» Exercise goal: The reply should consist solely of the lines from the one with "Each instance of the skylight" through the final line of the listing, copied exactly, with no pictures.

» Given records:
◇ ◇ ◇ ◇ ◇ ◇ ◇

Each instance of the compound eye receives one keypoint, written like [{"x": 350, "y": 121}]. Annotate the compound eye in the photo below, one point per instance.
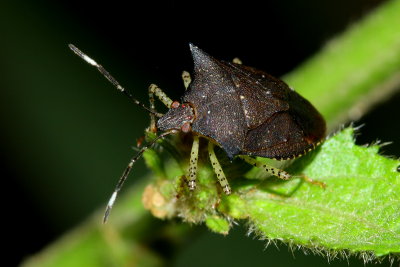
[
  {"x": 175, "y": 104},
  {"x": 186, "y": 127}
]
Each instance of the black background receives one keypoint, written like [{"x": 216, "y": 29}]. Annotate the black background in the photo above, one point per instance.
[{"x": 66, "y": 134}]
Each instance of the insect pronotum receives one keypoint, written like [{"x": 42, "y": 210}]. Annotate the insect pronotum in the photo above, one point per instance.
[{"x": 245, "y": 111}]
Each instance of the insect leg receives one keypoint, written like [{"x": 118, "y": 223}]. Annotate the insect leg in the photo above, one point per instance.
[
  {"x": 126, "y": 173},
  {"x": 218, "y": 170},
  {"x": 155, "y": 90},
  {"x": 186, "y": 79},
  {"x": 237, "y": 60},
  {"x": 272, "y": 170},
  {"x": 153, "y": 127},
  {"x": 194, "y": 156}
]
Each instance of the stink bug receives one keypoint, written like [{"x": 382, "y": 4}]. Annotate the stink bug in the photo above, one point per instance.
[{"x": 245, "y": 111}]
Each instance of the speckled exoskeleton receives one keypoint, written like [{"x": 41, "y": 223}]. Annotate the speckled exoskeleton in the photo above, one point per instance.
[{"x": 245, "y": 111}]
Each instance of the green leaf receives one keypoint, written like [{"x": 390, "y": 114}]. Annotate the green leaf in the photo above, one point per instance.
[{"x": 359, "y": 211}]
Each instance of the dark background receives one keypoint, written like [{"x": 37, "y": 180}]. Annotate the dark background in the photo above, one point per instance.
[{"x": 66, "y": 134}]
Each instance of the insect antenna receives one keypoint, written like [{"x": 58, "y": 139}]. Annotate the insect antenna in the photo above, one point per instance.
[
  {"x": 111, "y": 79},
  {"x": 127, "y": 171}
]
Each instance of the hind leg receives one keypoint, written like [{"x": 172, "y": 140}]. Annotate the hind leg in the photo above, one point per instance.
[
  {"x": 271, "y": 170},
  {"x": 278, "y": 172}
]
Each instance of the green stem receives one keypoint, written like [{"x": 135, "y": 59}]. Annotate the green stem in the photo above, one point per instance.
[{"x": 349, "y": 75}]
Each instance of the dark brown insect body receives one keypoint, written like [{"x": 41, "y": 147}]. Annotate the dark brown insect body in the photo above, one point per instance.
[{"x": 245, "y": 111}]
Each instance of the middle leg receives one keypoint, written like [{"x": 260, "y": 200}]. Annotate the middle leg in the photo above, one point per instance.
[{"x": 218, "y": 170}]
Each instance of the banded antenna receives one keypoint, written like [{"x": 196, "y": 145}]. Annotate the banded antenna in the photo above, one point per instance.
[
  {"x": 111, "y": 79},
  {"x": 127, "y": 170}
]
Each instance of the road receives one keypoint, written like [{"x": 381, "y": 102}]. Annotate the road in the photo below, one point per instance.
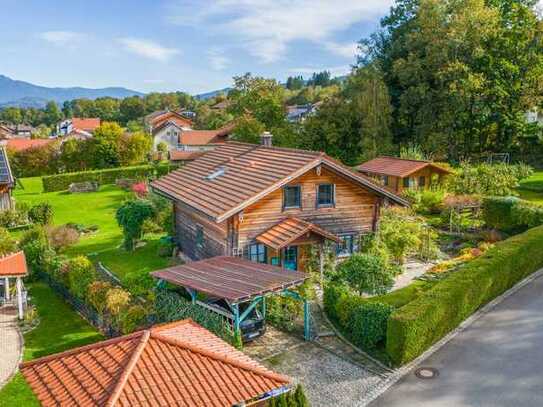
[{"x": 497, "y": 361}]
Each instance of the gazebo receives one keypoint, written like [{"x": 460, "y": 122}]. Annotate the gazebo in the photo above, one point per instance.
[
  {"x": 236, "y": 280},
  {"x": 13, "y": 266}
]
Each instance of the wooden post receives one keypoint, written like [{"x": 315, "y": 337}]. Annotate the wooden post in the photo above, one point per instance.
[
  {"x": 6, "y": 288},
  {"x": 20, "y": 297}
]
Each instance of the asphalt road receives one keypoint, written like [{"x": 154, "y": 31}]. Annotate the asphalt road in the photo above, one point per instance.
[{"x": 497, "y": 361}]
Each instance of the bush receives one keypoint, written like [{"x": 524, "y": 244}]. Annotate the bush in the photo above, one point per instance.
[
  {"x": 511, "y": 214},
  {"x": 81, "y": 274},
  {"x": 61, "y": 182},
  {"x": 415, "y": 327},
  {"x": 42, "y": 214},
  {"x": 370, "y": 324}
]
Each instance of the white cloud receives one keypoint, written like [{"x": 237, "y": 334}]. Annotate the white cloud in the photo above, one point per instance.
[
  {"x": 217, "y": 59},
  {"x": 267, "y": 27},
  {"x": 61, "y": 38},
  {"x": 148, "y": 49}
]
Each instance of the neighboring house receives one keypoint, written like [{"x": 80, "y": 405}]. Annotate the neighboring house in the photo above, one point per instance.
[
  {"x": 8, "y": 131},
  {"x": 78, "y": 126},
  {"x": 398, "y": 174},
  {"x": 165, "y": 126},
  {"x": 176, "y": 364},
  {"x": 7, "y": 182},
  {"x": 270, "y": 204}
]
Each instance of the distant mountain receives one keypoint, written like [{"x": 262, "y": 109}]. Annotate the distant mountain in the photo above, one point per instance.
[{"x": 25, "y": 94}]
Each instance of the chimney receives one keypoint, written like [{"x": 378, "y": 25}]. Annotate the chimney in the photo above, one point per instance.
[{"x": 266, "y": 139}]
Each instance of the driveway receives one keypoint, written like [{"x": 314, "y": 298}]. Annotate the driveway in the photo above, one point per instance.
[{"x": 497, "y": 361}]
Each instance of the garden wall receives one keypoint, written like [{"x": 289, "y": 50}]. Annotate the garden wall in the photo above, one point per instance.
[
  {"x": 418, "y": 325},
  {"x": 61, "y": 182}
]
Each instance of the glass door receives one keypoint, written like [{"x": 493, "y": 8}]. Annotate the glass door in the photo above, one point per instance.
[{"x": 290, "y": 259}]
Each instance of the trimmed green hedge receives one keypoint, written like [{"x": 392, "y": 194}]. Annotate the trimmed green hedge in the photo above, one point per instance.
[
  {"x": 61, "y": 182},
  {"x": 415, "y": 327},
  {"x": 511, "y": 214}
]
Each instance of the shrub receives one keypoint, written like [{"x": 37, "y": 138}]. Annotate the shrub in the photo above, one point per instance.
[
  {"x": 366, "y": 273},
  {"x": 370, "y": 324},
  {"x": 422, "y": 322},
  {"x": 61, "y": 182},
  {"x": 62, "y": 237},
  {"x": 41, "y": 213},
  {"x": 81, "y": 274}
]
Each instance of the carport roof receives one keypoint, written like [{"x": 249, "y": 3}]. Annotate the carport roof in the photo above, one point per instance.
[{"x": 232, "y": 278}]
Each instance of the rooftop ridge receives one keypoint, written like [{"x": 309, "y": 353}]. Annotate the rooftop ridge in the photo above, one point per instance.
[
  {"x": 221, "y": 358},
  {"x": 117, "y": 391},
  {"x": 74, "y": 351}
]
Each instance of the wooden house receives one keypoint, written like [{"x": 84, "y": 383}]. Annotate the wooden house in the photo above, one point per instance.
[
  {"x": 270, "y": 204},
  {"x": 7, "y": 182},
  {"x": 398, "y": 174}
]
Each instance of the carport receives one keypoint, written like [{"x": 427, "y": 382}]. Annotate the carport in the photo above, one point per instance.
[{"x": 237, "y": 281}]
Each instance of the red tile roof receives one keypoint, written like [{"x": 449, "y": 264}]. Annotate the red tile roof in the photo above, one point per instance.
[
  {"x": 25, "y": 144},
  {"x": 397, "y": 167},
  {"x": 85, "y": 124},
  {"x": 232, "y": 278},
  {"x": 13, "y": 265},
  {"x": 290, "y": 229},
  {"x": 250, "y": 173},
  {"x": 178, "y": 364}
]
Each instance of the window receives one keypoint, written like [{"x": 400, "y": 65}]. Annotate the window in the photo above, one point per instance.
[
  {"x": 199, "y": 236},
  {"x": 257, "y": 253},
  {"x": 422, "y": 181},
  {"x": 325, "y": 195},
  {"x": 292, "y": 197},
  {"x": 347, "y": 246}
]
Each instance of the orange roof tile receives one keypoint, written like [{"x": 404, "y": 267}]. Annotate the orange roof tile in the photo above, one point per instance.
[
  {"x": 396, "y": 167},
  {"x": 290, "y": 229},
  {"x": 178, "y": 364},
  {"x": 13, "y": 265},
  {"x": 86, "y": 124},
  {"x": 248, "y": 173},
  {"x": 25, "y": 144}
]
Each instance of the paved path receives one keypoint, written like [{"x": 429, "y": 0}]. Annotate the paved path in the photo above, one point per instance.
[
  {"x": 497, "y": 361},
  {"x": 10, "y": 344}
]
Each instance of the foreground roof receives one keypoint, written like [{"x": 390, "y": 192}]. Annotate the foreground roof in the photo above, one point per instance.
[
  {"x": 290, "y": 229},
  {"x": 6, "y": 176},
  {"x": 178, "y": 364},
  {"x": 234, "y": 175},
  {"x": 13, "y": 265},
  {"x": 232, "y": 278},
  {"x": 397, "y": 167}
]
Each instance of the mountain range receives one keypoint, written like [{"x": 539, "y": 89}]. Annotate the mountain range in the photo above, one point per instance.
[{"x": 25, "y": 94}]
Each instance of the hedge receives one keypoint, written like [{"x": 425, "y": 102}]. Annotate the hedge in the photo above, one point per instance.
[
  {"x": 418, "y": 325},
  {"x": 61, "y": 182},
  {"x": 511, "y": 214}
]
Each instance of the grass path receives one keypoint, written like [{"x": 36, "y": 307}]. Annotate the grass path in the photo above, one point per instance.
[{"x": 60, "y": 328}]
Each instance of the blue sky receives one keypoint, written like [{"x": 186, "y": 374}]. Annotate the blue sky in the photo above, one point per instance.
[{"x": 189, "y": 45}]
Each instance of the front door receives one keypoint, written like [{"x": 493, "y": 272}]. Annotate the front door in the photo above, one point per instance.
[{"x": 290, "y": 260}]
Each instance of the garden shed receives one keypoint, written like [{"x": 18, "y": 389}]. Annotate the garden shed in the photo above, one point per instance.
[{"x": 237, "y": 281}]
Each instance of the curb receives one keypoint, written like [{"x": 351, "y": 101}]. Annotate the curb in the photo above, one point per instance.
[{"x": 406, "y": 369}]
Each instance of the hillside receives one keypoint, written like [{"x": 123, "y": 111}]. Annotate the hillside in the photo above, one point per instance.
[{"x": 25, "y": 94}]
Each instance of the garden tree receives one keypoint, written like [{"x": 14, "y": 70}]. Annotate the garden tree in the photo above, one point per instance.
[
  {"x": 134, "y": 148},
  {"x": 52, "y": 114},
  {"x": 130, "y": 217},
  {"x": 131, "y": 108},
  {"x": 295, "y": 82},
  {"x": 7, "y": 243},
  {"x": 354, "y": 126},
  {"x": 105, "y": 146},
  {"x": 366, "y": 273},
  {"x": 461, "y": 73}
]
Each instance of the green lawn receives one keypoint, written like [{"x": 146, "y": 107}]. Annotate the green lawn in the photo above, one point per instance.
[{"x": 60, "y": 328}]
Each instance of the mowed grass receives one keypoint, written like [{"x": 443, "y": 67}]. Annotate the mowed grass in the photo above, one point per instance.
[{"x": 60, "y": 328}]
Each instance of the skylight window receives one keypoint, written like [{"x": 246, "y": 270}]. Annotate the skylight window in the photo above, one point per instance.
[{"x": 219, "y": 172}]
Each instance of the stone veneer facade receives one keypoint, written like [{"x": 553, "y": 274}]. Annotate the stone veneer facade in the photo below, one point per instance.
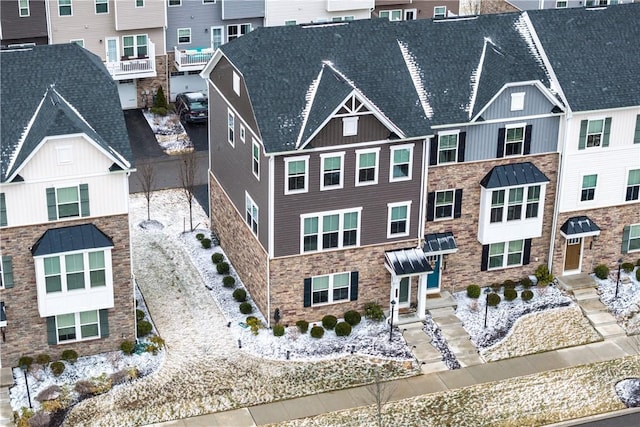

◇ ◇ ◇ ◇ ◇ ◇ ◇

» Response to this exercise:
Each instance of the skylight window receives one keypoint, written like [{"x": 246, "y": 270}]. Annotate the skylight window in the photo above, one point per instance.
[{"x": 219, "y": 172}]
Each instance of the stone veneer facade receives one keypoint, written like [{"x": 553, "y": 274}]. Annotate the stone veneer facade in the photo below, one point per instance.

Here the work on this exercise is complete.